Keep the pictures out. Copy every line of the listing exactly.

[[ Material provided open ]]

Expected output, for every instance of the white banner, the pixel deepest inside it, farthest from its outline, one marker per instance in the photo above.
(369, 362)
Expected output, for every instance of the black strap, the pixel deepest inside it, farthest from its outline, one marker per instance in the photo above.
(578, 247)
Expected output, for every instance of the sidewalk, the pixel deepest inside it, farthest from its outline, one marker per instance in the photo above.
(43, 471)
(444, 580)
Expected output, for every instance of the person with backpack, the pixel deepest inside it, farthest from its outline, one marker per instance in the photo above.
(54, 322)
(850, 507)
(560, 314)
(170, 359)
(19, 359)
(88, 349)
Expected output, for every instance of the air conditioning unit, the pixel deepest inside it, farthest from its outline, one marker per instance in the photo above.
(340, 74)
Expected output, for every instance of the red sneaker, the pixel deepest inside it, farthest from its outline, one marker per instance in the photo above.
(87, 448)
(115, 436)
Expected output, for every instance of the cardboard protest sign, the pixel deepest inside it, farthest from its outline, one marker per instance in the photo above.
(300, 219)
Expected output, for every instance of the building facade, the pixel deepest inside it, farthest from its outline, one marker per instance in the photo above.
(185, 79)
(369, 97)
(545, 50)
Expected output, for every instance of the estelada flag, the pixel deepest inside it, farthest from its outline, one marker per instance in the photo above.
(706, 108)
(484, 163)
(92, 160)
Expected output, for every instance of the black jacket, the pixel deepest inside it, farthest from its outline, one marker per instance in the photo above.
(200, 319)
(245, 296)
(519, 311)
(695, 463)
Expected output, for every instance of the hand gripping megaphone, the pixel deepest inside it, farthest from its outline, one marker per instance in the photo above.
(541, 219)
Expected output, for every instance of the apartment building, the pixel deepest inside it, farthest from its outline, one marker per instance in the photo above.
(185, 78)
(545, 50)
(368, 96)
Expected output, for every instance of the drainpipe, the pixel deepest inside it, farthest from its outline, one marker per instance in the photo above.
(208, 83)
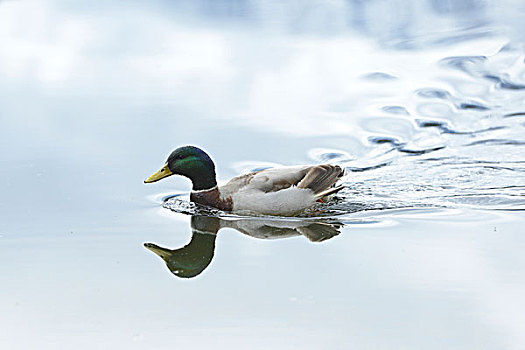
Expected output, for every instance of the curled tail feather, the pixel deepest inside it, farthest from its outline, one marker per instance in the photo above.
(321, 179)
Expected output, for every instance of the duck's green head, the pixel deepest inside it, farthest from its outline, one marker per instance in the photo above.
(191, 162)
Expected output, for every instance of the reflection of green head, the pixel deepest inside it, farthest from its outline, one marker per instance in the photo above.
(190, 260)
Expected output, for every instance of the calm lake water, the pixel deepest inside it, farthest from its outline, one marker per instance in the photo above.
(422, 102)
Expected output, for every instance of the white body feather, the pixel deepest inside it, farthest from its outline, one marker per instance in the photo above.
(270, 192)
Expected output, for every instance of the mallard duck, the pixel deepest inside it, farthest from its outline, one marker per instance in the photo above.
(282, 191)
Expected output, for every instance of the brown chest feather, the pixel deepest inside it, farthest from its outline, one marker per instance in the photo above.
(212, 198)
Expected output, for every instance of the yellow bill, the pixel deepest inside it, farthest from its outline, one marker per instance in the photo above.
(162, 173)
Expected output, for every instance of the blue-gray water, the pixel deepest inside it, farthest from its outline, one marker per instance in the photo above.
(423, 103)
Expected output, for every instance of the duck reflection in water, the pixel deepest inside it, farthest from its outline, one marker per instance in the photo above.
(190, 260)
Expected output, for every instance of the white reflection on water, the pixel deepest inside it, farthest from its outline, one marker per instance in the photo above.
(424, 108)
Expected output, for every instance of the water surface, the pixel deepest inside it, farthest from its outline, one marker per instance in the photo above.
(422, 104)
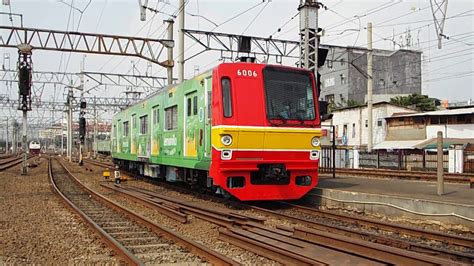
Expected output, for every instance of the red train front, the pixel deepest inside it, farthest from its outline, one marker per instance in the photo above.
(265, 131)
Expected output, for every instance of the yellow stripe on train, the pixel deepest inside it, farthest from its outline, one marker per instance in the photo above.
(265, 138)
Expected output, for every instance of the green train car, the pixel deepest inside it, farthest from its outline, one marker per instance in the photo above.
(242, 129)
(173, 143)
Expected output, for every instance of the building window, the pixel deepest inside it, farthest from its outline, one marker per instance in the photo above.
(171, 118)
(144, 124)
(330, 98)
(156, 115)
(381, 82)
(125, 129)
(227, 97)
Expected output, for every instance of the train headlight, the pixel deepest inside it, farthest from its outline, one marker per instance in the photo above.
(226, 140)
(315, 142)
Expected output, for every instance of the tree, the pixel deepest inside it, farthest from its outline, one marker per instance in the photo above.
(420, 102)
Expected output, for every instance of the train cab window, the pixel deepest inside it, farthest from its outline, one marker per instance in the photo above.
(144, 124)
(171, 118)
(125, 129)
(226, 97)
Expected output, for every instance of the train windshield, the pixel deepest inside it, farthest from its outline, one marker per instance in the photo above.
(289, 94)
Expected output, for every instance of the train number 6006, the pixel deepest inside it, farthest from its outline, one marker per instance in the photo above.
(246, 73)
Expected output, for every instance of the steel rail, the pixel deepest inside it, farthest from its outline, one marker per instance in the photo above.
(195, 248)
(12, 162)
(403, 174)
(427, 234)
(108, 239)
(339, 230)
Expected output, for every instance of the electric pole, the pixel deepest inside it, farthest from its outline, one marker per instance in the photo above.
(439, 8)
(6, 143)
(181, 15)
(369, 86)
(69, 124)
(309, 39)
(95, 128)
(170, 51)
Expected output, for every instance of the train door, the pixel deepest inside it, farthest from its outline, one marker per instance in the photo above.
(207, 116)
(190, 124)
(155, 135)
(133, 135)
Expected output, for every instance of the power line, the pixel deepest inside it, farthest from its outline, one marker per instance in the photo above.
(256, 16)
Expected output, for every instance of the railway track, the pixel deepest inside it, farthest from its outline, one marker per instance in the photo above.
(11, 162)
(461, 248)
(287, 245)
(403, 174)
(309, 217)
(130, 235)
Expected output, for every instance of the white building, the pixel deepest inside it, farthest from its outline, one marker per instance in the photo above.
(351, 123)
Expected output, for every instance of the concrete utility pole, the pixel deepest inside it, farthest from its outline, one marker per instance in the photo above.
(440, 183)
(181, 15)
(95, 128)
(170, 51)
(6, 143)
(439, 8)
(69, 125)
(369, 86)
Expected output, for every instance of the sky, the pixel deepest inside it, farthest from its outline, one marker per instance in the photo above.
(447, 72)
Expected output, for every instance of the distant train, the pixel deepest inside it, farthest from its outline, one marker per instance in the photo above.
(242, 129)
(35, 147)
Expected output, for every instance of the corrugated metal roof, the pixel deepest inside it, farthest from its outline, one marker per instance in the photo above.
(398, 144)
(442, 112)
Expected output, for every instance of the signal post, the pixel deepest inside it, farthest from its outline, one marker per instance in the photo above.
(24, 102)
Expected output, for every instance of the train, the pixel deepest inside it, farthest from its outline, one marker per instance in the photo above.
(244, 130)
(34, 147)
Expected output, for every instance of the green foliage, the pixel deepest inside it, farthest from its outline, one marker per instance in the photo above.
(420, 102)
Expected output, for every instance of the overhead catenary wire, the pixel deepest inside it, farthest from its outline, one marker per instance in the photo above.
(256, 16)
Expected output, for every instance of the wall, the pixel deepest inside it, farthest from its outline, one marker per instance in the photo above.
(396, 73)
(355, 119)
(451, 131)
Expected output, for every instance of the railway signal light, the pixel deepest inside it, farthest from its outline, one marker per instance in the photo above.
(24, 76)
(82, 128)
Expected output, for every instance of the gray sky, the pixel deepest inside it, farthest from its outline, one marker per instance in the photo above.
(447, 73)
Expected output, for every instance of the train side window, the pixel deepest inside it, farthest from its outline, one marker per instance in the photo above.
(226, 97)
(144, 124)
(125, 129)
(189, 106)
(171, 118)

[[ Material provided closed ]]

Response box:
Expected output, for every instance of the white banner, the pixel deepest inside it, farthest from its outline, one marker per instance in the photo above.
(369, 362)
Expected output, for every instance of the black strap, the pixel deepest inside it, farthest from its outline, one marker per instance in the photo above.
(578, 247)
Expected output, for every instance of the sidewalk, the pixel deepest inside it, farthest from its outline, one marker per instance in the photo above.
(43, 471)
(444, 580)
Expected output, for every instance of the person with backpack, the pixel deepest inside it, farthest from its outline, one marker per instance in the photo above.
(54, 322)
(850, 507)
(560, 314)
(170, 359)
(19, 359)
(88, 349)
Expected output, for every instance of the air conditioning unit, the pixel deepest inside it, farthest from its outline, one marker per instance in the photo above.
(340, 74)
Expected output, for every instance of the red sneaker, the pixel deepest inside it, farthest from its outline, one marker per instance in the photo above.
(87, 448)
(115, 436)
Expected output, for every instance of the cardboard protest sign, the pixel deepest inside it, farthest from its outline, one marker per instance in the photo above.
(300, 219)
Expected output, for every instance of the building facade, the pixel deepest inside it, farthest from its outline, one marker per instance in the photo above.
(185, 79)
(369, 97)
(545, 50)
Expected output, for every instance of the estelada flag, the pixel deepest inside it, farthest from its outline, one marker per instance in the photo above.
(706, 108)
(484, 163)
(92, 160)
Expected output, for every instance of the black jacket, the pixel deepest inside it, farthest from its outline, one marker per instance in the photo above.
(200, 319)
(245, 296)
(519, 311)
(695, 463)
Expected output, for every instance of the hand gripping megaphone, the pixel deepest inside it, farthest from its outline, one marker per instance in the photo above.
(541, 219)
Expected output, for every instance of the apartment building, the pixel deepest inside it, farthest from its outline, one marker per instance in the photo above.
(185, 78)
(545, 50)
(368, 96)
Expected output, for every instance of the drainpipe, the pixel deepest inside it, farthest from its outline, one marker per instance in the photo above.
(208, 83)
Expected output, for every instance of the curled tail feather, the pixel deepest inside it, farthest from its outline, one marker per instance in the photo above.
(321, 179)
Expected output, for every instance of the duck's green head, the pixel deepest inside it, farthest from its outline, one marker per instance in the photo above.
(191, 162)
Expected output, for every instance of the reflection of green head, the pixel deepest inside it, farthest from its outline, one marker per instance in the photo above.
(190, 260)
Expected output, for every instance of the calm lake water, the pixel deepest inside it, farthest from its outline, one marker per instance in the photo above.
(422, 102)
Expected output, for every instance of the white body feather, the pixel deepest inside it, farthest from its outline, one marker per instance in the photo above.
(270, 192)
Expected output, for every instance of the mallard duck, the pixel deepest inside it, farthest from its outline, one marker per instance in the photo above.
(282, 191)
Expected output, for every instance of the brown chest feather, the pixel deepest inside it, farthest from its outline, one marker per instance in the photo above.
(212, 198)
Expected output, for every instance of the yellow bill, the pixel deepest inside it, farthest from its outline, one marker per instance in the photo above.
(162, 173)
Expected output, for every instance of the blue-gray water, the pixel deepest inside it, farthest from its outline, one marker per instance in the photo above.
(423, 103)
Expected output, for every instance of the duck reflection in water, the pixel deepest inside it, farthest from its outline, one marker per instance in the photo above.
(190, 260)
Expected output, for every instance of the white reflection on water, the pixel deepest inside it, farthest from its outline, one marker per instance in the photo above.
(424, 108)
Expected output, for every instance of the water surface, the pixel deepest inside it, farthest from its outline, one marker per instance in the photo above.
(422, 104)
Expected output, for every instance of the red train front, the pixel deepest inside it, farthest from its outline, one marker per instance in the photo above.
(265, 131)
Expected output, for every instance of the yellow stripe on train, the pixel deepest inside it, farthest from its outline, one marker per instance in the photo above.
(265, 138)
Expected output, for every instance of the green train car, the pixel deepest inside it, farthest from its outline, one marker per instance in the photo above.
(242, 129)
(173, 143)
Expected output, for every instance of the building window, the pixel deepest inside it, farthest from its outline, one marker per instance in the photo above.
(171, 118)
(144, 124)
(330, 98)
(156, 115)
(381, 82)
(125, 129)
(227, 97)
Expected output, for every instance of the train headlight, the pixel deepest inside it, farthest from its outline, one marker per instance in the photo above.
(226, 140)
(315, 142)
Expected output, for every instance of the tree, the pixel deepest inside it, farthest from its outline, one marker per instance in the photo above.
(420, 102)
Expected output, for every instance of the train cab window, the pixel deepest inside it, farthest from its outline, one marker per instance in the photo above.
(144, 124)
(171, 118)
(125, 129)
(226, 97)
Expected output, for every instance of the train windshield, the pixel deepest inside it, farthest from its outline, one marker per instance in the photo above.
(289, 94)
Expected output, for every instance of the train number 6006, the pixel deepest inside it, farthest from its outline, one marker per instance in the photo above.
(246, 73)
Expected output, for every instance of the steel rail, the pixel deepest inside it, farthest from its outline, one marker per instance in the photo above.
(195, 248)
(12, 162)
(403, 174)
(427, 234)
(108, 239)
(339, 230)
Expected output, for every instance of the electric pole, the pixel deepest inside it, farthest from its outline, one marker per instance in the photo above.
(439, 8)
(6, 143)
(181, 15)
(369, 86)
(69, 124)
(309, 39)
(95, 128)
(170, 51)
Expected output, for every instance of the train door, the pixel deepest inside it, farthest from its outline, one marker per instance in the photo above.
(207, 116)
(190, 124)
(155, 135)
(133, 135)
Expected output, for every instance of the power line, the pixel deepest inside it, farthest from its outline, one marker per instance in the photo above.
(256, 16)
Expected output, for every instance of the railway track, the pixel deepest inside it, farthest from its outline, one marker per instance in the photo above.
(11, 162)
(461, 248)
(287, 245)
(403, 174)
(309, 217)
(130, 235)
Expected output, for every instance of the white building, the pixel deepest inside it, farthest from its outline, one marker per instance in the photo above.
(351, 123)
Expected output, for every instance of the concrete utility pole, the pixel deepest inside it, farthest from its outline, one marker per instance in the photo above.
(440, 183)
(181, 15)
(95, 128)
(170, 51)
(6, 143)
(439, 8)
(69, 125)
(369, 86)
Expected output, for every instance of the sky, the pixel deepest inside it, farthest from its outline, one marker per instance in the photo above.
(447, 72)
Expected output, for every instance of the distant train, the pixel deepest inside it, farthest from its outline, one marker per instance in the photo above.
(242, 129)
(35, 147)
Expected output, for every instance of the corrugated metal roof, the pixel deepest inside it, farthest from its outline, one marker per instance in the photo above.
(398, 144)
(442, 112)
Expected output, for every instance of the signal post, the pixel deepest inside it, farthest from its outline, one marker per instance in the photo above.
(24, 102)
Expected output, for every instance of the train, the pixel deepest inside it, farthest from its outline, one marker per instance in the photo above.
(244, 130)
(34, 147)
Expected output, for every instance of the green foliage, the pixel deepest inside it, farthest from its outline, one marker per instance in the photo above.
(420, 102)
Expected output, for every instance of the overhead catenary wire, the pixel deepest inside it, farthest from its outline, one marker per instance in the photo above.
(256, 16)
Expected output, for every instance of the wall, the pixel deepest inside it, farthest from its outline, one marker per instance in the photo above.
(396, 73)
(355, 119)
(451, 131)
Expected output, for every instance of the railway signal light, the pixel deepest inside it, farthest from its outline, one marker per instance in the photo above.
(24, 76)
(82, 128)
Expected output, for every instance of the gray sky, the pixel deepest inside it, farthest from its outline, one marker per instance in the photo above.
(447, 73)
Expected output, for every instance of the train side window, the pixel deepest inside it, farthest from its outline, one marker per instance in the photo above.
(226, 97)
(144, 124)
(125, 129)
(189, 106)
(171, 118)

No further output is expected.